YOUR TASK — Extend the blog post on social media and healthcare, starting right after its final sentence.

READING PASSAGE —
Tuesday, May 15, 2012

Social Media & the Delivery of Healthcare


It took radio almost 40 years to reach 50 million users;  TV almost 15 and the internet about 5.  Facebook reached 50 million users in about a year.  A short 8 years later, 10 times that number or 500 million people throughout the world are connecting with others through Facebook.
 
Based on data collected in 2010, about 42% of physicians accessed social media sites for personal use.  One year later, the numbers grew to 90%, higher than the general adult population.  Still, physicians for the most part do not use digital media channels professionally.  Their patients, however, spend a good deal of time online using social media to research their symptoms, discuss their healthcare issues with others and for referral information.  Peer referral is the strongest resource.  Patients trust their families, friends and colleagues.  Where the best ads used to be word of mouth, now it’s the online equivalent.  Even this year’s record-breaking Super Bowl viewership only amounted to about 25% of Facebook’s viewership.  Without a doubt, well written digital content reaches many more people than expensive television commercials.

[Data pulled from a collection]
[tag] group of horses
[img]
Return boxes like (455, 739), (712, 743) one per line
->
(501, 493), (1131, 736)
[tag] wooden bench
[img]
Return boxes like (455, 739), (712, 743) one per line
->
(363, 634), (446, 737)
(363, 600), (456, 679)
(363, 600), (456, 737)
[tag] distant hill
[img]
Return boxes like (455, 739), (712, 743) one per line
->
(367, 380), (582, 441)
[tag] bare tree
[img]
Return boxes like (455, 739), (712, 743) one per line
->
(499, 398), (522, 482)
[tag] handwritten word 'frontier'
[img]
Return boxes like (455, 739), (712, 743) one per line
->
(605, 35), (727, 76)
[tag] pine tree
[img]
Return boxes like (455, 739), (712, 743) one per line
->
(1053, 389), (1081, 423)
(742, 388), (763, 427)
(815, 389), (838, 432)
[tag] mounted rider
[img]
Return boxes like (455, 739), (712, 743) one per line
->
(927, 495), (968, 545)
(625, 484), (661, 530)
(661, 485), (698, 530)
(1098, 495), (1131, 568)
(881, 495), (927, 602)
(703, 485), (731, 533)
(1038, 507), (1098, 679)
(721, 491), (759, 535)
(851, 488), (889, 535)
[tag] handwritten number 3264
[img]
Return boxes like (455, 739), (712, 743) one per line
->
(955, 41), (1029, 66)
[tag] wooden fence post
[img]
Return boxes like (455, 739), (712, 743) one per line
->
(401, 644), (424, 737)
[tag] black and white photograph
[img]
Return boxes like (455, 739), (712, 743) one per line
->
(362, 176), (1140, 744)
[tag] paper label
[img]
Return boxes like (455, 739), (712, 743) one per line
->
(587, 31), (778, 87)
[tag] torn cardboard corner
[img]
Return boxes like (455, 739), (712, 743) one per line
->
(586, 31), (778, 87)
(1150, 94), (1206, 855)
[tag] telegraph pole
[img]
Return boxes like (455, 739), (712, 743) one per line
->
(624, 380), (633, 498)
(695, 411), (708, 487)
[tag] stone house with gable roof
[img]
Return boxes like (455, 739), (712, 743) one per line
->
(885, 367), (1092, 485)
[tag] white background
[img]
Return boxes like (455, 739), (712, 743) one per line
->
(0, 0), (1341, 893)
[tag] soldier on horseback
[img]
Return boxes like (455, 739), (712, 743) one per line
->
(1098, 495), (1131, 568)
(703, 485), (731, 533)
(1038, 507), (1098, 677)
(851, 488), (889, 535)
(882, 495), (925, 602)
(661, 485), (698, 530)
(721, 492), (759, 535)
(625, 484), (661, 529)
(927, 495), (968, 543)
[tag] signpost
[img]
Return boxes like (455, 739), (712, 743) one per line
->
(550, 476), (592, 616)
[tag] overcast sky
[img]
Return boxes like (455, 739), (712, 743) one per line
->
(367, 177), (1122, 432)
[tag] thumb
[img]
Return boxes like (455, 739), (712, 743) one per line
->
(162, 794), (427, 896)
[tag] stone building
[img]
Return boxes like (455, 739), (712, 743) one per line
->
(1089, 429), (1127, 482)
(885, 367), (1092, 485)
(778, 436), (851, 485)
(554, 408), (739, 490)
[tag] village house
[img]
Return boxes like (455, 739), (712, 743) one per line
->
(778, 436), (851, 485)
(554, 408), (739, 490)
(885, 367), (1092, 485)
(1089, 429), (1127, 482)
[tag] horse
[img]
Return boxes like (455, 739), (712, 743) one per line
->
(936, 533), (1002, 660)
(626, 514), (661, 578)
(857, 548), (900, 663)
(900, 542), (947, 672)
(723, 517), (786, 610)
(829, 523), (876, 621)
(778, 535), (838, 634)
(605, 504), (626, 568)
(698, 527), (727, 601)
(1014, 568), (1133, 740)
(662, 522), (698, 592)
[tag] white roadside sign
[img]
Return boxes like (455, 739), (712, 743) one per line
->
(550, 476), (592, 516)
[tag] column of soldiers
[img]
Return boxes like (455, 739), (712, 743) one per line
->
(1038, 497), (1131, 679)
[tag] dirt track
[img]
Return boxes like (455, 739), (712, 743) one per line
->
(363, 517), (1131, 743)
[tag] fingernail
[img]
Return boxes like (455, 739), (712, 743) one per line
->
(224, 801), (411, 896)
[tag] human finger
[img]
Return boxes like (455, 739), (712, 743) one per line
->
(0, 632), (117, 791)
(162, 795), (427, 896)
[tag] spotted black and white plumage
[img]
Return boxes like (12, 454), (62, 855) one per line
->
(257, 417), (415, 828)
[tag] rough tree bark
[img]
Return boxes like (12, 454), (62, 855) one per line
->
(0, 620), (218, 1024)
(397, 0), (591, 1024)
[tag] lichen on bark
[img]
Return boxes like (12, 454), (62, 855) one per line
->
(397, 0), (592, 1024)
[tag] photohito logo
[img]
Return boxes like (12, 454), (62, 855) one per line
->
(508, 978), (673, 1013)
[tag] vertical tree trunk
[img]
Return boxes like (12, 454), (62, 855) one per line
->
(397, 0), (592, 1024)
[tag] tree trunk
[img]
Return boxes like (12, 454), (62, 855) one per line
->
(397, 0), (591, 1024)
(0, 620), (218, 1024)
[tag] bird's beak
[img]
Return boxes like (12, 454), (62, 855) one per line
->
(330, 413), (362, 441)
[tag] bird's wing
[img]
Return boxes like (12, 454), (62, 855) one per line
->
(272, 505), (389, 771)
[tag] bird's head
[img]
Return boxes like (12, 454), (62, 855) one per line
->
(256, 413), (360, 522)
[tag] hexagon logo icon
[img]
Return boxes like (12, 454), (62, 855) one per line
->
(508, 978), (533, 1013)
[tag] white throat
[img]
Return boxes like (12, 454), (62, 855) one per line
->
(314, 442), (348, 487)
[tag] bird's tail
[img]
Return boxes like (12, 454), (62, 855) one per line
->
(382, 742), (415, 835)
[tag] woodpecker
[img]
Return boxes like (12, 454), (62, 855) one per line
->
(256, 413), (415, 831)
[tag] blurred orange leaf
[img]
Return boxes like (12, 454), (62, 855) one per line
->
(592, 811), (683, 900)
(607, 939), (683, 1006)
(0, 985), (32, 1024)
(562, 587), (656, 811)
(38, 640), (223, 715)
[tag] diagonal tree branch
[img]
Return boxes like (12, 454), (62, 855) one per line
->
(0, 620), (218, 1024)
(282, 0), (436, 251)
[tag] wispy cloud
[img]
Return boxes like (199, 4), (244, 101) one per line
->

RESULT OF THE EXERCISE —
Clearly, online conversations about you as healthcare providers/organizations are happening with or without you.  The genie is out of the bottle.  Patients want the multi-faceted communications with the velocity and volume currently enabled only by social media.  The very ubiquity of social media use by patients may ultimately compel providers to re-think their lack of professional use.  In so doing, practitioners who use social media may actually reach their patients more frequently and more substantially, thereby creating deeper relationships.  So what holds you back?

FEAR.  Fear of violating someone’s privacy.  Fear of violating HIPAA.  Fear of negative feedback.  That and the fact that once you see your patients, dictate your charts, fight with payers about billing and collections, take call, spend time with your families, eat and sleep, just when are you supposed to professionally engage through social media channels?  There just aren’t enough hours in each day.